> _Seçilmiş Bölüm_:
- - - - -

Prof. Dr. Mehmet Çavaş
  1. Haberler
  2. Yazarlar
  3. Görünmeyen Cephenin Sessiz Savaşı!

Görünmeyen Cephenin Sessiz Savaşı!

featured
Paylaş

Bu Yazıyı Paylaş

veya linki kopyala

Uluslararası ilişkiler; müzakereler, zirveler ve çeşitli antlaşmalar ile birlikte, perde arkasında yürütülen daha karmaşık bir süreç ile şekillenmektedir. Bu sürecin adı casusluk diplomasisidir. Çünkü devletler, dış politika hedeflerine ulaşırken sadece resmi kanallar ve protokoller ile değil, aynı zamanda istihbarat faaliyetleriyle hareket etmektedir. Diplomasi ve casusluk, ilk bakışta alakasız gibi görünse de tarih boyunca iç içe geçmiş, biri birini tamamlamış ve kimi zaman biri birinin yerine geçmiştir. Diplomasi, genellikle devletlerarasında ortaya çıkan problemlerin barışçıl yollar ile çözülmesi için iletişim kurmak, müzakere etmek ve sorunları bu şekilde çözmektir.

Casusluk ise gizlilik, aldatma ve kritik bilgi elde etme üzerine kurulu pratik uygulamalardır. Ancak her ikisinin de özünde ulusal çıkarları en üst düzeye çıkarmak ve onların sürekliliğini sağlamak fikri yatmaktadır. Realist uluslararası ilişkiler teorisi; devletlerin hayatta kalabilmek ve güvenliklerini sağlayabilmek için her aracı kullandıklarını belirtmektedir. Bu noktada diplomasi, yumuşak güç aracı olarak kullanılırken, casusluk daha keskin ve riskli bir güç aracı olarak kullanılmaktadır. Casusluk diplomasisi ile elde edilen bilgi, ülkeyi yöneten karar vericilere, rakip devletlerin niyeti, pazarlık gücü ve zaafları hakkında kritik veriler sağlamaktadır.

Öte yandan, resmi kanalların tıkandığı durumlarda gayri resmî iletişim kanalları oluşturmaktadır. Örneğin Küba Füze Krizi sırasında Amerikalı gazeteci John Scali ile KGB ajanı Aleksandr Feklisov arasındaki temaslar, casusluk diplomasisinin diplomasiye nefes aldırdığı önemli örneklerden biridir. Bununla birlikte, etki operasyonları ile kamuoyunun istenildiği gibi yönlendirilmesi, seçimlere müdahale edilmesi, hedef ülkede belirli elitlerin desteklenerek nüfuz alanı oluşturulması gibi birçok faaliyet casusluk diplomasisi kapsamında yapılmaktadır.

- - - - -

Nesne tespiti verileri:

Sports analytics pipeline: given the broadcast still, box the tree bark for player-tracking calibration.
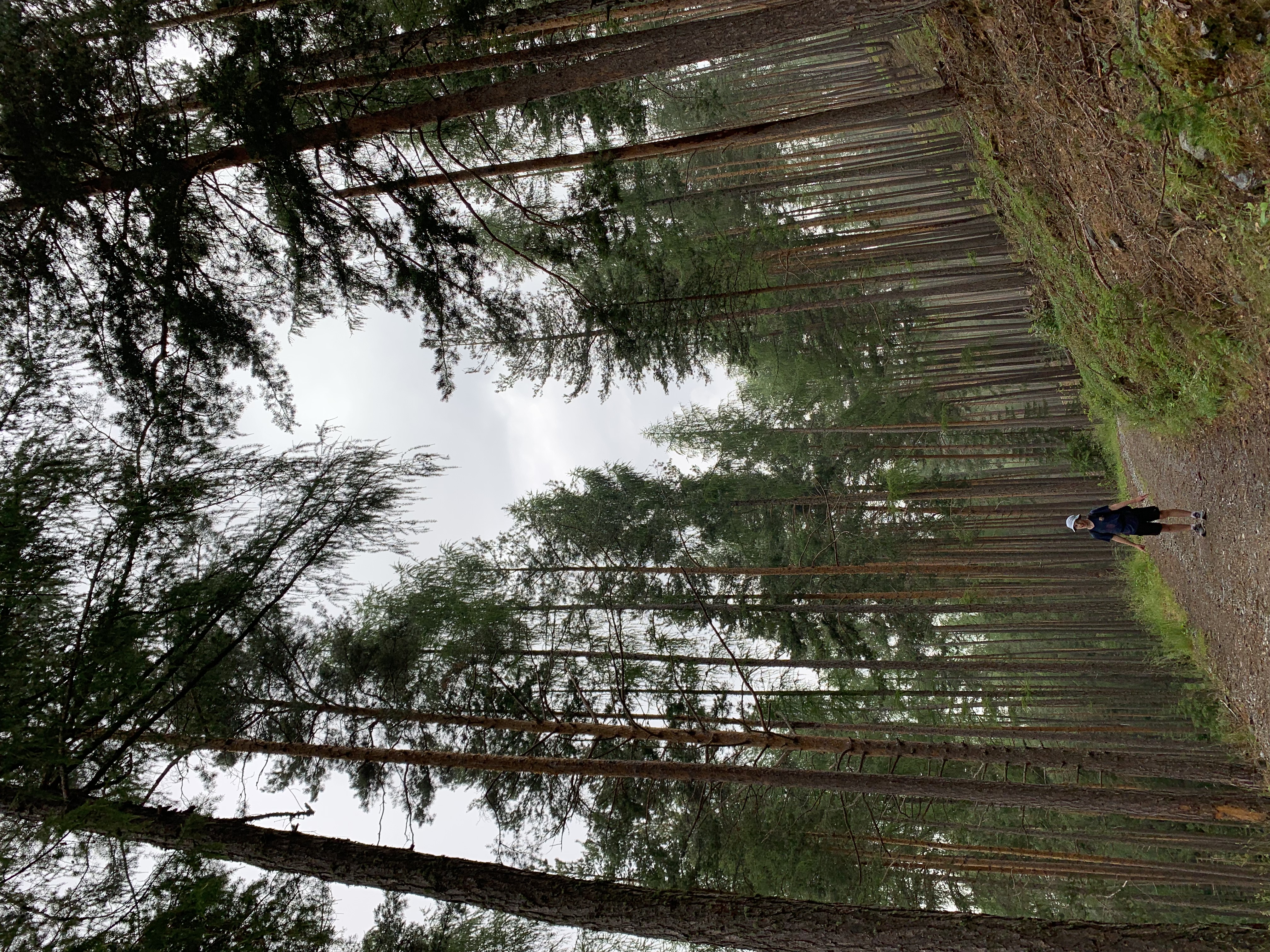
[305,0,711,65]
[485,647,1161,674]
[262,702,1264,791]
[3,0,921,212]
[7,797,1270,952]
[161,734,1270,824]
[335,91,954,198]
[506,564,1107,580]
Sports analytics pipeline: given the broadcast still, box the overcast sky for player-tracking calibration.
[225,307,733,934]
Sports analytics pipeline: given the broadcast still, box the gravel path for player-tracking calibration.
[1120,387,1270,755]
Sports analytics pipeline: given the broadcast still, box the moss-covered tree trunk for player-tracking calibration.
[3,803,1270,952]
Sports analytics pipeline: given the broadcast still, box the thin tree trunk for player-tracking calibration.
[4,0,919,212]
[335,91,952,198]
[262,702,1264,790]
[506,564,1107,580]
[7,796,1270,952]
[462,647,1161,674]
[305,0,741,65]
[159,734,1270,824]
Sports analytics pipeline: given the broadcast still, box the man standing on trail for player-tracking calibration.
[1067,492,1208,552]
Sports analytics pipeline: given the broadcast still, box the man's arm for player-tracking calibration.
[1107,492,1147,510]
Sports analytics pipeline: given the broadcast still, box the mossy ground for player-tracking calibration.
[902,0,1270,434]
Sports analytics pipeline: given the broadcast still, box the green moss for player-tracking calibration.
[1123,552,1256,751]
[971,123,1250,434]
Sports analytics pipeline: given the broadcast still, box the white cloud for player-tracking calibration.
[231,315,733,933]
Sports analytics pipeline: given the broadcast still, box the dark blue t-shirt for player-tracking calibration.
[1090,505,1146,542]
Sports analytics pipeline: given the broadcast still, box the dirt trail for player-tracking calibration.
[1120,386,1270,755]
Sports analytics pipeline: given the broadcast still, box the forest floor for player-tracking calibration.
[1120,382,1270,756]
[919,0,1270,433]
[914,0,1270,755]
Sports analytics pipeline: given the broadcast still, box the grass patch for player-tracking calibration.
[971,131,1251,434]
[1123,538,1257,758]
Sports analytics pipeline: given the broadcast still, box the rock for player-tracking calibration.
[1222,169,1261,192]
[1177,129,1208,162]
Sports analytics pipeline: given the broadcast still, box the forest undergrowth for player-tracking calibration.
[906,0,1270,434]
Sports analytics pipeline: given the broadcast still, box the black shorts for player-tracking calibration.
[1125,505,1164,536]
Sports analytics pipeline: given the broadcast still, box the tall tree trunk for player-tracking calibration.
[161,734,1270,824]
[305,0,721,65]
[335,91,952,198]
[4,0,919,212]
[262,701,1264,790]
[506,564,1107,580]
[7,796,1270,952]
[460,647,1159,675]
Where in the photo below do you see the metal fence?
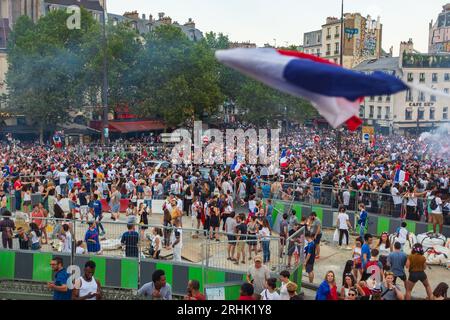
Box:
[5,214,286,271]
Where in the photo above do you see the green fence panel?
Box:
[377,217,391,235]
[225,285,241,300]
[188,267,203,292]
[0,251,16,280]
[406,220,416,234]
[33,253,53,282]
[121,259,139,289]
[91,257,106,286]
[156,263,173,284]
[206,270,225,284]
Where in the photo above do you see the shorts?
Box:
[408,271,427,283]
[209,216,220,228]
[314,234,322,245]
[431,213,444,225]
[305,263,314,273]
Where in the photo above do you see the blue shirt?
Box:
[361,243,370,269]
[53,268,72,300]
[84,228,100,252]
[92,200,102,217]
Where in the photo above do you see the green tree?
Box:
[6,10,97,143]
[134,26,223,126]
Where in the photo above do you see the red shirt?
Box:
[327,286,338,300]
[238,296,255,301]
[14,180,22,191]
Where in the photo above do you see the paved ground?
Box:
[8,214,450,299]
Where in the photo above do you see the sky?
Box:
[107,0,450,55]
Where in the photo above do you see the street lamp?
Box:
[102,0,109,144]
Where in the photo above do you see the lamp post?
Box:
[102,0,109,144]
[336,0,344,156]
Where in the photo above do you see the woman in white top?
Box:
[336,207,352,247]
[261,278,280,300]
[150,228,163,259]
[280,270,291,300]
[377,232,392,267]
[72,260,102,300]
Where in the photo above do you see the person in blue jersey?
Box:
[84,221,101,253]
[91,194,106,236]
[47,257,72,300]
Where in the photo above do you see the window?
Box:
[408,72,414,82]
[406,90,413,102]
[417,109,425,120]
[431,73,437,82]
[419,92,425,102]
[405,109,412,120]
[430,108,435,120]
[419,73,425,82]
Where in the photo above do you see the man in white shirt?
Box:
[391,183,403,218]
[430,191,444,233]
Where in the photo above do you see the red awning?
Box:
[109,120,166,133]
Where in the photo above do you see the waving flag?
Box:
[394,169,409,183]
[216,48,409,130]
[280,149,288,168]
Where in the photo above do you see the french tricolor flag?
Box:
[280,149,289,168]
[394,169,409,183]
[216,48,409,130]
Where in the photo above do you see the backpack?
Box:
[430,197,438,210]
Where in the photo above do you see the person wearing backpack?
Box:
[0,211,16,249]
[430,191,444,233]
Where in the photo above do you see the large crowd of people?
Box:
[0,128,450,300]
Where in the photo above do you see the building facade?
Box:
[428,3,450,54]
[303,30,322,57]
[303,13,382,68]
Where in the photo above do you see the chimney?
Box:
[184,18,195,29]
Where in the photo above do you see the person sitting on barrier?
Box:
[184,280,206,301]
[72,260,103,300]
[137,270,172,300]
[120,224,139,258]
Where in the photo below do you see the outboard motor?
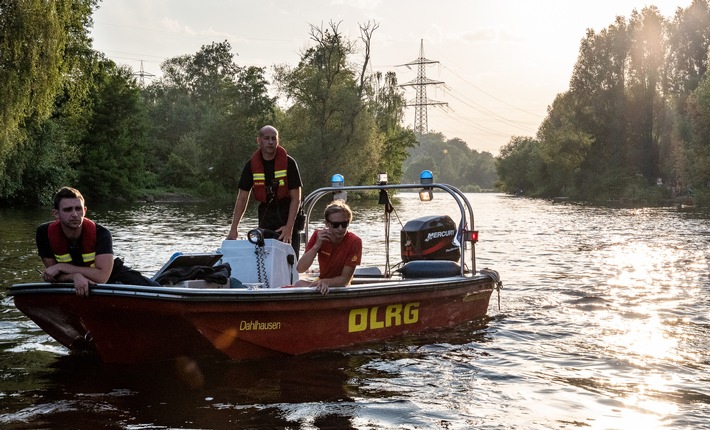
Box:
[401,215,461,262]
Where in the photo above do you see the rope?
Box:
[480,267,503,312]
[254,245,271,288]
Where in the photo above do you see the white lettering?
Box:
[424,230,456,242]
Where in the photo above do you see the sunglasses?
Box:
[326,220,350,228]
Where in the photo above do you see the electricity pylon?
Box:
[400,39,448,136]
[133,60,155,88]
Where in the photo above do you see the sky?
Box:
[92,0,691,155]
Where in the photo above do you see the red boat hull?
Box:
[10,275,494,363]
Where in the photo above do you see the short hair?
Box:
[323,199,353,222]
[54,187,84,209]
[259,125,279,138]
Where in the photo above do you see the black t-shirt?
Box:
[239,155,303,230]
[36,222,113,266]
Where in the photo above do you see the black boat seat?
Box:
[395,260,461,278]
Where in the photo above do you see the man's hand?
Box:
[73,273,89,296]
[276,224,293,243]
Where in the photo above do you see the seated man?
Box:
[295,200,362,294]
[36,187,157,296]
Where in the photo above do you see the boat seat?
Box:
[395,260,461,279]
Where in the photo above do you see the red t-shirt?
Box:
[306,230,362,279]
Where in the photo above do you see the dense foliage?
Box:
[496,0,710,203]
[0,7,494,206]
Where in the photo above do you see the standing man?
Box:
[227,125,302,256]
[36,187,157,296]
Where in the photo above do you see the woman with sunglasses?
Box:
[295,200,362,294]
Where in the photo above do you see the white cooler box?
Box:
[217,239,298,288]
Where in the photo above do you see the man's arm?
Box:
[227,188,253,240]
[42,254,113,296]
[42,254,113,284]
[276,187,301,243]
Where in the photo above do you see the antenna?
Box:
[400,39,448,136]
[133,60,155,88]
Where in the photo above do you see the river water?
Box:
[0,194,710,429]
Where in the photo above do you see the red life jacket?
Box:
[48,218,96,267]
[251,146,290,203]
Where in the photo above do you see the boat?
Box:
[9,171,502,364]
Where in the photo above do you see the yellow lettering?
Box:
[404,302,419,324]
[385,304,402,327]
[370,306,385,330]
[348,308,367,333]
[348,302,419,333]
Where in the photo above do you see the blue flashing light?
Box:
[330,173,345,187]
[419,170,434,184]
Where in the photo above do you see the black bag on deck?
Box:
[108,257,160,286]
[155,263,232,285]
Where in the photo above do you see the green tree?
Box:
[77,60,147,200]
[0,0,97,204]
[145,41,275,195]
[275,22,384,189]
[496,136,545,196]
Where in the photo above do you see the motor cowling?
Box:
[401,215,461,262]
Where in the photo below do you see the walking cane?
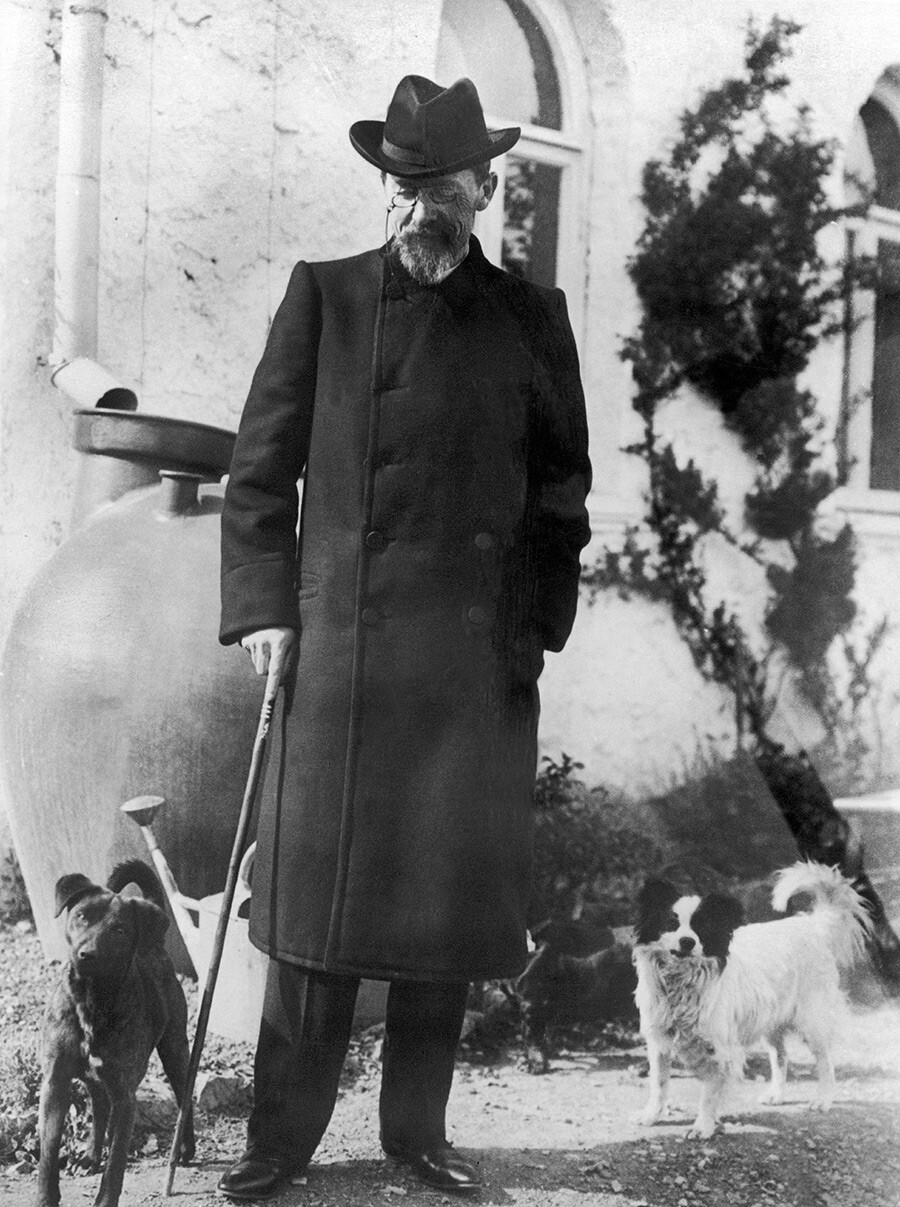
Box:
[165,659,281,1195]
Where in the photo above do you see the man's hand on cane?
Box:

- - - - -

> _Yapılacaklar_:
a: Casusluk diplomasisi yazısına göre şu soruları cevaplayın:
(i) Casusluk hangi unsurlar üzerine kurulu pratik uygulamalardır?
(ii) Realist uluslararası ilişkiler teorisi, devletlerin hayatta kalabilmek ve güvenliklerini sağlayabilmek için ne yaptıklarını belirtmektedir?
(iii) Küba Füze Krizi sırasında aralarında temas kurulan iki kişi kimdir?
b: Casusluk diplomasisi yazısında "Bu Yazıyı Paylaş" sözleriyle başlayıp "bu şekilde çözmektir." sözlerine kadar devam eden kısmı aynen tekrarlar mısınız?

> _Görev Görev Cevaplar_:
a:
(i) Gizlilik, aldatma ve kritik bilgi elde etme.
(ii) Her aracı kullandıklarını.
(iii) Amerikalı gazeteci John Scali ve KGB ajanı Aleksandr Feklisov.

b:
Bu Yazıyı Paylaş

veya linki kopyala

Uluslararası ilişkiler; müzakereler, zirveler ve çeşitli antlaşmalar ile birlikte, perde arkasında yürütülen daha karmaşık bir süreç ile şekillenmektedir. Bu sürecin adı casusluk diplomasisidir. Çünkü devletler, dış politika hedeflerine ulaşırken sadece resmi kanallar ve protokoller ile değil, aynı zamanda istihbarat faaliyetleriyle hareket etmektedir. Diplomasi ve casusluk, ilk bakışta alakasız gibi görünse de tarih boyunca iç içe geçmiş, biri birini tamamlamış ve kimi zaman biri birinin yerine geçmiştir. Diplomasi, genellikle devletlerarasında ortaya çıkan problemlerin barışçıl yollar ile çözülmesi için iletişim kurmak, müzakere etmek ve sorunları bu şekilde çözmektir.